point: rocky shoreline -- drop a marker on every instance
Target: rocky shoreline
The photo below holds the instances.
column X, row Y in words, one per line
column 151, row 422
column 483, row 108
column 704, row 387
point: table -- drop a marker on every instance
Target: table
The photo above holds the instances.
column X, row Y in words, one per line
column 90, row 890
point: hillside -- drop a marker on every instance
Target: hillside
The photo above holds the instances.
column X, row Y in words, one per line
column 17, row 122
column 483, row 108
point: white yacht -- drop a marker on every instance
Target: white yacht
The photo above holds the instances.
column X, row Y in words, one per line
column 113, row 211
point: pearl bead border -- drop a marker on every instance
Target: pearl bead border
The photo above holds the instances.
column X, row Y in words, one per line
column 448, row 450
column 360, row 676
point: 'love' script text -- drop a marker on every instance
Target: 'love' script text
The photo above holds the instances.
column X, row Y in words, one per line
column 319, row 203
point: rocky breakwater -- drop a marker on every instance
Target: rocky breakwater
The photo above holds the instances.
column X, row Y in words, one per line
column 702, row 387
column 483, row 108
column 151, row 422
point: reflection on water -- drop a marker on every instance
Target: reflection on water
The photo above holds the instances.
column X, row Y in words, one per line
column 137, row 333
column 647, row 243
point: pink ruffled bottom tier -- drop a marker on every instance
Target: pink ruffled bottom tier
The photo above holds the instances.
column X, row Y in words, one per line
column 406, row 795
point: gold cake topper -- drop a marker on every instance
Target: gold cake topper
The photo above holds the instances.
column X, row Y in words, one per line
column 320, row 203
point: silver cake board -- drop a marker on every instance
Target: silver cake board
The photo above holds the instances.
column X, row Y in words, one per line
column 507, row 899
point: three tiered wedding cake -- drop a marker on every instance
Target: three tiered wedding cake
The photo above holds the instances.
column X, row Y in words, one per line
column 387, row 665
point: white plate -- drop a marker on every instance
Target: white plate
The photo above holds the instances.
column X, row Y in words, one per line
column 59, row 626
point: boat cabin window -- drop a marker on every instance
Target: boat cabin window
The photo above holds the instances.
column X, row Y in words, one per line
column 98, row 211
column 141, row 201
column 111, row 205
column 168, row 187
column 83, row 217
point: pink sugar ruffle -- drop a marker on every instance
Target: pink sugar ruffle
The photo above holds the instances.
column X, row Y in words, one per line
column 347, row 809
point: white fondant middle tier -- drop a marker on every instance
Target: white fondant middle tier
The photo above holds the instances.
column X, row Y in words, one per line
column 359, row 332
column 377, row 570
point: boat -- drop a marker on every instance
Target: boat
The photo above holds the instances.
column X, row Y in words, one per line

PROBLEM REQUIREMENTS » Give the rows above again with "drop a marker" replaced by "place a pin" everywhere it occurs, changing nothing else.

ANSWER FOR THIS EXERCISE »
point: rocky shoreline -- place a pin on every instance
Target: rocky shoreline
The photo below holds the instances.
column X, row Y in words, one per line
column 151, row 422
column 483, row 108
column 704, row 387
point: table -- place a pin on every instance
Target: table
The photo above holds the instances.
column X, row Y in words, one per line
column 90, row 890
point: hillside -- place a pin on every instance
Target: hillside
The photo above holds the instances.
column X, row Y in words, one per line
column 17, row 122
column 483, row 108
point: white yacht -- place a pin on every instance
Target: white yacht
The photo above holds the instances.
column X, row Y in words, one per line
column 113, row 211
point: pearl bead border -- place a pin on every instance
Target: pearl bead border
The photo above holds the instances.
column X, row Y in words, one per line
column 448, row 450
column 360, row 676
point: 'love' script text -- place a pin on every instance
Target: 'love' script text
The photo above holds the instances.
column X, row Y in words, one per line
column 319, row 203
point: rocky breakwater -- place a pin on every instance
Target: rocky breakwater
The photo above holds the instances.
column X, row Y in words, one per line
column 702, row 387
column 483, row 108
column 151, row 422
point: reflection on water -- place a pin on every instance
Target: reflection on water
The photo above holds the instances.
column X, row Y in words, one per line
column 137, row 333
column 647, row 243
point: pink ruffled bottom tier -- place a pin on every instance
Target: pink ruffled bottom tier
The photo above holds the instances.
column X, row Y in words, one per line
column 406, row 795
point: gold cake topper -- place a pin on every instance
Target: gold cake topper
The photo above holds the instances.
column X, row Y in words, one per line
column 320, row 203
point: silver cake board -- place a pin on every instance
Target: silver cake board
The photo above holds the instances.
column X, row Y in words, one per line
column 507, row 899
point: three tiered wedding cake -- place a pin on every instance
Target: three tiered wedding cake
The photo above holds the instances.
column X, row Y in words, one per line
column 387, row 665
point: white plate -- place a pin on every instance
Target: white plate
The photo above holds the instances.
column X, row Y in words, one per line
column 59, row 626
point: boat cabin window -- place a pin on every instance
Target: boat cabin window
The photo above holds the instances.
column X, row Y in words, one per line
column 98, row 211
column 141, row 201
column 111, row 205
column 168, row 187
column 83, row 217
point: pink sugar ruffle -- place a pin on every instance
Target: pink sugar ruffle
The photo above holds the instances.
column X, row Y in words, one per line
column 347, row 809
point: white fondant middle tier -- place a pin on every instance
Target: white fondant middle tier
The photo above holds the instances.
column X, row Y in words, one per line
column 359, row 332
column 377, row 570
point: boat -- place a pin on every instance
Target: boat
The photo above holds the instances.
column X, row Y in words, one per line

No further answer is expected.